→ Excerpted passage:
Yuki Yuna Is A Hero (Season 1)
The Sanshu Middle School Hero Club exists to help around the school and the neighborhood but, unbeknownst to most of its members, it also has a much deeper purpose: to find girls who can become real heroes and fight against the Vertexes--otherworldly monsters that threaten to destroy the world. As time goes on, the girls come to find that great power comes at a great price, and that the world is not as they have been led to believe.
October 16, 2014 - December 25, 2014
Producer: Studio Gokumi
Director: Seiji Kishi
Writer: Makoto Uezu
Starring: Xanthe Huynh, Erika Harlacher, Erica Mendez, Brianna Knickerbocker, Sarah Anne Williams
Distributors: Ponycan USA
Genre: Magical Girl
What would you do if one day your whole reality was turned upside down? This is the story of the Hero Club–a group of middle school girls who focus on giving back to their school and community. Little do most of them know that they were brought into the Hero Club for a bigger purpose: namely, to truly assume the roles of heroes and fight to defend their world from unseen threats known as the Vertex.
As their fight drags on, the girls discover that there is a price to be paid for their powers, and through this discovery the very nature of the world as they know it begins to unwind. Can they save the world, or will they succumb to the strain their powers?
Spiritual Content: Itsuki uses tarot cards to do fortune telling, which seems to have some degree of legitimacy within the show. Heroes derive their powers from their “god,” the Shinju-sama, whose exact nature is never deeply expounded upon, except to a limited extent near the end. Certain characters are granted immortality; a girl is essentially worshiped as a god by the Taisha.
Language/Crude Humor: Five uses of “d*mn,” 2 uses of “g**z,” and one use each of “h*ck,” “cr*ppy,” and “h*ll” (based on the English dub).
Sexual Content: When Togo transforms, ribbons wrap around her body and there is a focus on her breasts, though they always remain clothed. After she transforms, there is a close up of her breasts shown bouncing. When Fu transforms, her body is covered in electricity. It is assumed that she is naked; however, nothing inappropriate can be seen. Yuna’s transformation features a brief close up of her rear end after the act.
In one episode, girls are shown in their school swimsuits. Itsuki is shown in the bath; however, all private bits are kept below the surface. Episode 7 is the token beach episode. Everyone except for Itsuki is shown in a two-piece bikini. Later on, the girls are shown in the bath. The tops of Togo and Fu’s breasts can be seen when they are in the water (basically, the equivalent of cleavage). In the Netflix version, there are two scenes where Fu and Karin stand up, but there is a heavy amount of steam obscuring most of their bodies. The DVD/Blu-ray version seems to reduce the amount of steam (based on what I was able to find online), but the detail remains Barbie doll-level at most.
Alcohol/Drug Use: None
Violence: The girls do bloodless battle in a separate realm against monstrous creatures known as Vertex. The Vertex fire on the girls using various types of swords, guns, fists, and wires, while the girls fight back. In order to destroy the Vertex, the girls must injure them so that their “hearts” are exposed and can be destroyed, causing the Vertex to disintegrate.

→ Information given:
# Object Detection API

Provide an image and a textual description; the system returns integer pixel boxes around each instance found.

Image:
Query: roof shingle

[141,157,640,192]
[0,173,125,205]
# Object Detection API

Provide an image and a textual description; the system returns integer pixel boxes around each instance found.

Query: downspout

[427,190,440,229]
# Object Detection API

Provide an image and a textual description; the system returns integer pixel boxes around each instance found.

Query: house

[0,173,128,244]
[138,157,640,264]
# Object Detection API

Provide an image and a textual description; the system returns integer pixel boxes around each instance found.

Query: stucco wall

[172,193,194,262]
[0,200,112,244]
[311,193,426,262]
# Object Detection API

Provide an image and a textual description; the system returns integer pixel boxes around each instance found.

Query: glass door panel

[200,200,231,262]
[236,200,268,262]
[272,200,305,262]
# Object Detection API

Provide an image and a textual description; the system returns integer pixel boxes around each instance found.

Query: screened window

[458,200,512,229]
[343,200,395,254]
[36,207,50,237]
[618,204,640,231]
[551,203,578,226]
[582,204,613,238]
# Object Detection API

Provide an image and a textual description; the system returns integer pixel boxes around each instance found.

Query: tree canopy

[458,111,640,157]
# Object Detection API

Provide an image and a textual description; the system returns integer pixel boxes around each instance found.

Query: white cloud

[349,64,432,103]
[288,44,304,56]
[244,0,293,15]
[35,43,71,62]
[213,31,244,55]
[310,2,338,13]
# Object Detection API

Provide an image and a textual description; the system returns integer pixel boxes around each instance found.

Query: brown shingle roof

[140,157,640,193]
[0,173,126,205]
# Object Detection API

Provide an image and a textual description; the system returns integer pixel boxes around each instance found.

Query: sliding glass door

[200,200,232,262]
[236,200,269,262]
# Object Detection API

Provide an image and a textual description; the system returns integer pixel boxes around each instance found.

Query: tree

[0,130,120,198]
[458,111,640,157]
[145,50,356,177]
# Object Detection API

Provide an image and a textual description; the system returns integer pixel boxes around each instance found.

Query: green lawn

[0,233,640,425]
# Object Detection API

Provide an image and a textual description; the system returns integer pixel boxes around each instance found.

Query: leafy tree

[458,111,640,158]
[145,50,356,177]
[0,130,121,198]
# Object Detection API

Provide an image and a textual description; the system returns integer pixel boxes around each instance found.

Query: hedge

→ The exercise: Please carry on the piece about Yuki Yuna Is A Hero from the point where it stops.

→ Written reply:
Other Negative Content: While the violence within the show is not too extreme, the repercussions that result from the girls using their powers are. Without providing spoilers (because it’s a big plot reveal), the girls go through some psychological trauma as they find out the true cost of using their powers and the true nature of their world.
Positive Content: The whole show centers around themes of heroism and self-sacrifice, from the Hero Club’s initial activities of providing services to the clubs and townspeople, to their true purpose of protecting the world from the unseen threat of the Vertex. Karin, in particular, makes a sizable sacrifice in the final episodes, especially since she already knows the cost of using her powers at that point. Another positive aspect is Togo’s portrayal. Though she is clearly handicapped, it is not dwelt upon or played off as a ploy for pity. The other characters never bemoan her handicap or tiptoe around it. It is simply part of who she is, in much the same way as Yuna’s hair is unquestionably red. The fact that Togo is able to become a magical girl on par with her teammates without being held back by her handicap is another strong positive point–and quite a unique one for this genre.
Following the trend of dark magical girl shows started by Puella Magi Madoka Magica in 2011, Yuki Yuna is a Hero presents a story of ill-fated magical girls given powers that they don’t fully understand. The influences of Madoka can be seen throughout this series, particularly during its combat, from the colorful and otherworldly battlefields to the abstract enemies—known as Vertexes in Yuki Yuna’s case. Please don’t misunderstand, though: Yuki Yuna is not remotely a Madoka ripoff, but rather a show that is not shy about its influences.
Yuki Yuna centers around the members of the Hero Club: the titular Yuna Yuki, Mimori Togo, Fu Inobazaki, Itsuki Inobazaki and, later, Karin Miyoshi. Initially a simple school club focused on helping people on campus and in the community, the Hero Club actually serves a greater purpose: to gather potential candidates to become heroes (i.e. magical girls) in order to fight the Vertex–strange creatures that seek to destroy the Shinju-sama and, thus, the world.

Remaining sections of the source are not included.